[Dataset rows showing where objects appear]
<<<<
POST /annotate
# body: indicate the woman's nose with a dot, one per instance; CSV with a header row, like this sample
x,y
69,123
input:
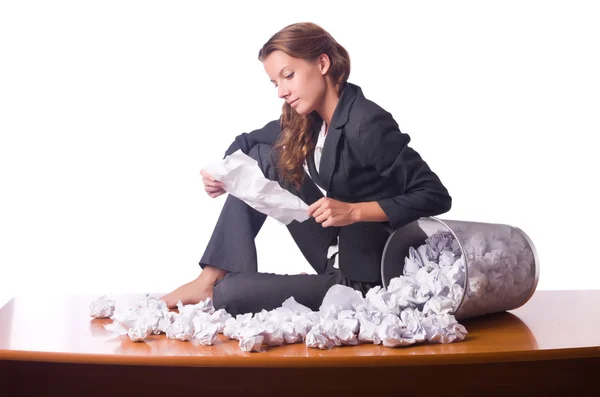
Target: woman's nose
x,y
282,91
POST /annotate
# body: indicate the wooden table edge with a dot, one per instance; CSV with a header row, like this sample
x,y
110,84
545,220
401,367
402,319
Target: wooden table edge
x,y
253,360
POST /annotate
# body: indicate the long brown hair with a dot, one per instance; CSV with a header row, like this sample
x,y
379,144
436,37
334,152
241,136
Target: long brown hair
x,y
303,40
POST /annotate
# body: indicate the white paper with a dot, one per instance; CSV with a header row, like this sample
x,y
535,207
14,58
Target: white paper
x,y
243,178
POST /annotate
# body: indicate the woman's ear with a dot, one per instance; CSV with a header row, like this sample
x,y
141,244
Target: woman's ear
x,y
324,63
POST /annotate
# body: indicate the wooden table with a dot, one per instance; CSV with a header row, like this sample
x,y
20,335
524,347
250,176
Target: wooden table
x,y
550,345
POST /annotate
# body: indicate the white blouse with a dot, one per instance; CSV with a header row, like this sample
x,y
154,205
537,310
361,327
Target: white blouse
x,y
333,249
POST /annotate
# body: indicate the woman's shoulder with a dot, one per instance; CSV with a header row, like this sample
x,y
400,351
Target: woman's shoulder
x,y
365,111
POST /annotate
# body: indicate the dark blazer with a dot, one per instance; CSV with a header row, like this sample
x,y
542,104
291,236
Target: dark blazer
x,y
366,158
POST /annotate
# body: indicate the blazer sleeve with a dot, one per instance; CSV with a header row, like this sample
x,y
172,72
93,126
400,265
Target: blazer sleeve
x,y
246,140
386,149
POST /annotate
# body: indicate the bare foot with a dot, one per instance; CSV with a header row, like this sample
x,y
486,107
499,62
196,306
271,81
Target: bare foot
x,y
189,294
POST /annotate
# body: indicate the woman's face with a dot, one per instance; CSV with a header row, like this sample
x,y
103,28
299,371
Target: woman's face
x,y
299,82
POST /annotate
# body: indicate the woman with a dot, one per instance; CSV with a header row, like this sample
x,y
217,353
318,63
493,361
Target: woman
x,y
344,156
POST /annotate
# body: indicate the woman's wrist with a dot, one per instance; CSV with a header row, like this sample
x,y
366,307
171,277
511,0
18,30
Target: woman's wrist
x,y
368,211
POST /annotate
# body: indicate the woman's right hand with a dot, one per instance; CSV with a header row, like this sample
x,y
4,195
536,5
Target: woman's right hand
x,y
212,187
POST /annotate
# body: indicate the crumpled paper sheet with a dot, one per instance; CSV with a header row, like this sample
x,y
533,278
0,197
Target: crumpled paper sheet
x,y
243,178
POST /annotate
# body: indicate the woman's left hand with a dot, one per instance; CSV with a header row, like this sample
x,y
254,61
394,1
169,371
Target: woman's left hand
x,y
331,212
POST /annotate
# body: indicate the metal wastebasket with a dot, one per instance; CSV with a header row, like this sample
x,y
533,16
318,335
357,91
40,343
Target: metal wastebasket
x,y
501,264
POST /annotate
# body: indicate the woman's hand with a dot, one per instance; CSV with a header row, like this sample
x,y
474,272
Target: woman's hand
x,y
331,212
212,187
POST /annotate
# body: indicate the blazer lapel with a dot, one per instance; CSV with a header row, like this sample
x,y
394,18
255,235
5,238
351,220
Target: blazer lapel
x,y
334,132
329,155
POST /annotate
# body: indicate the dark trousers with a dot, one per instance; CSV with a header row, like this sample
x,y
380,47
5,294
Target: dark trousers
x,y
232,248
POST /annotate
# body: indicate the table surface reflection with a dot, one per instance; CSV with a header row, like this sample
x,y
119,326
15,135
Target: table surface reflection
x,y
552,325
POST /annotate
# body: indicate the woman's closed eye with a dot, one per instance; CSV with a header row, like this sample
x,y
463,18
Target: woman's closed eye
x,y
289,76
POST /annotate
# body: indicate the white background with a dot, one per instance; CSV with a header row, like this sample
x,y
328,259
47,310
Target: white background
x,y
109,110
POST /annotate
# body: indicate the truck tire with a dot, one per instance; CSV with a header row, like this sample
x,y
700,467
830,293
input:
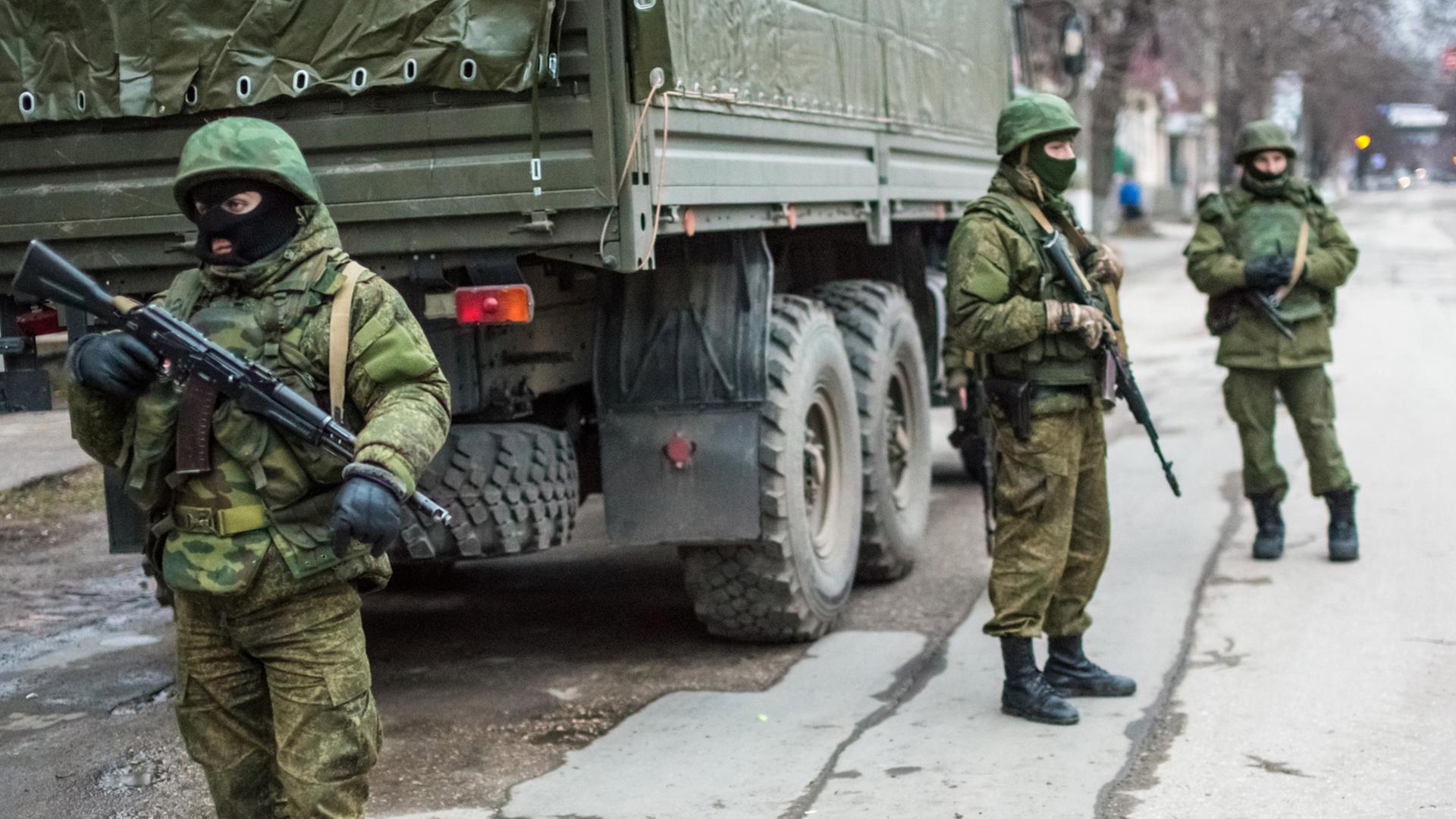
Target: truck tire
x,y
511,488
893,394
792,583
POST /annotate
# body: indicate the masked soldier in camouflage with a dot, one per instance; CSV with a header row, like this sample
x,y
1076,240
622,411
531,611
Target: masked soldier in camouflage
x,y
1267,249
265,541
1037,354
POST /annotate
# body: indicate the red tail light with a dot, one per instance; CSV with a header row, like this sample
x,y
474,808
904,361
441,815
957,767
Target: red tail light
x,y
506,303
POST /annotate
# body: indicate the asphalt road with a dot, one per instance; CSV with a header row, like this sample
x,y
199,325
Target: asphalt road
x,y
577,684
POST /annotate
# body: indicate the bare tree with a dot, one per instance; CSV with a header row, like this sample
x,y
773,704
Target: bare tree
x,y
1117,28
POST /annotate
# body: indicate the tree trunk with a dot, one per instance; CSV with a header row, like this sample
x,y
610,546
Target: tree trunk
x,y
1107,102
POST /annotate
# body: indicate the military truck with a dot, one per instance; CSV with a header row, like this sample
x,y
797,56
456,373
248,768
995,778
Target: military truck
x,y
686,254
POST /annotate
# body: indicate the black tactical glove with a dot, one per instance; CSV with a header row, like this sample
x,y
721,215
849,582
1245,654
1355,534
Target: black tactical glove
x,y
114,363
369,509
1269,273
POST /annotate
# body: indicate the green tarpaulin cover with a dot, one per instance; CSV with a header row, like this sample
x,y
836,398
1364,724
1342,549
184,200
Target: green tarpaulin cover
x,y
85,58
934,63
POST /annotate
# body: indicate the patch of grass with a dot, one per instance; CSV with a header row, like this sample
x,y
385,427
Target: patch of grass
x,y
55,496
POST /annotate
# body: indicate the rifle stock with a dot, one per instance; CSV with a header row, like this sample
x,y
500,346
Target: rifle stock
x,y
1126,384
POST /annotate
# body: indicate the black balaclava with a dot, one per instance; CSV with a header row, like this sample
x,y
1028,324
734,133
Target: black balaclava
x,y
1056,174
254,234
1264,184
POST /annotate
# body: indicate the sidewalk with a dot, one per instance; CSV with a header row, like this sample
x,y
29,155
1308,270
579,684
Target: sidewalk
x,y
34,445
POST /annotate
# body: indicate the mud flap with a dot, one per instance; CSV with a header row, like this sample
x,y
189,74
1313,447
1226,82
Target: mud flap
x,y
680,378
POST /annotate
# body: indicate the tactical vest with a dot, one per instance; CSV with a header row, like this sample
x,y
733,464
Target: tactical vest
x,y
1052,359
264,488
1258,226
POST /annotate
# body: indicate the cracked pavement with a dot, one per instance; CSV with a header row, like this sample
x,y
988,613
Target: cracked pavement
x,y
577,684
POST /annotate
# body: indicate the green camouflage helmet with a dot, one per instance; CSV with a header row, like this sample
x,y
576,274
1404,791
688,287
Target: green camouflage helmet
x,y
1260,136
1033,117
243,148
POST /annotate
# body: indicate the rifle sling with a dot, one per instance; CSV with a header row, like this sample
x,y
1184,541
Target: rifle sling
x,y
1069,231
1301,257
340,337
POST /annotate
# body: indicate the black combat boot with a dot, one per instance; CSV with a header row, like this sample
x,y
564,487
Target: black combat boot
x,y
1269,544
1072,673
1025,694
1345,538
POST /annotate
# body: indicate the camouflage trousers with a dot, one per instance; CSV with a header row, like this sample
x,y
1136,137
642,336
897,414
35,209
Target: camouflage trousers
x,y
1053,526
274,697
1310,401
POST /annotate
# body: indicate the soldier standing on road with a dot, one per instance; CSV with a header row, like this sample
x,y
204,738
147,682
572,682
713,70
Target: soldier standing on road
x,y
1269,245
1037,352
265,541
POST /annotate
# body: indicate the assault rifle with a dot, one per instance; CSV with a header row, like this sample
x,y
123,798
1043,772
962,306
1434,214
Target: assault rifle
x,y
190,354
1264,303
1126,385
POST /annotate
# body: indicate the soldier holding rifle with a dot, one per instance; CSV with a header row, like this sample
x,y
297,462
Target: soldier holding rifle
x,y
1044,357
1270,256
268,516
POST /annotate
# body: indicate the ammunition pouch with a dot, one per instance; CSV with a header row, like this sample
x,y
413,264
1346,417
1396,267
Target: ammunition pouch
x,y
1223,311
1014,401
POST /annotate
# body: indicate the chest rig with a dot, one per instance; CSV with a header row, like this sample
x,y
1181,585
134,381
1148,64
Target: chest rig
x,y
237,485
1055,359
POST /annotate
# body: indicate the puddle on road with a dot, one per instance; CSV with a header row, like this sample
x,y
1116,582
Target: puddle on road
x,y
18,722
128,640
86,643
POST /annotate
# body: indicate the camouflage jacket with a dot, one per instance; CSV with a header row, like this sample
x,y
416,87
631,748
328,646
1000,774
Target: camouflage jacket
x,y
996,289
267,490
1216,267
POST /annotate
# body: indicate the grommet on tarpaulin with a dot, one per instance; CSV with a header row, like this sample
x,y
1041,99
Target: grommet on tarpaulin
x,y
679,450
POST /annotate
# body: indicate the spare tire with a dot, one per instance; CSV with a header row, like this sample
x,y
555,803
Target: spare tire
>>>>
Task instructions => Report every line of the records that contains the string "road", copying each such line in full. The match is case-sensitive.

Task output =>
# body: indicate the asphalt road with a dot, one per instance; CSV with a header row, like this sample
Target: asphalt road
# body: indicate the soldier standing on road with a dot, one per instance; CSV with a header row, like this sample
Target: soldier standing on road
# body: indicate the puddle on road with a dot, one per instance; CSV with a header row, like this sample
Target: puddle on road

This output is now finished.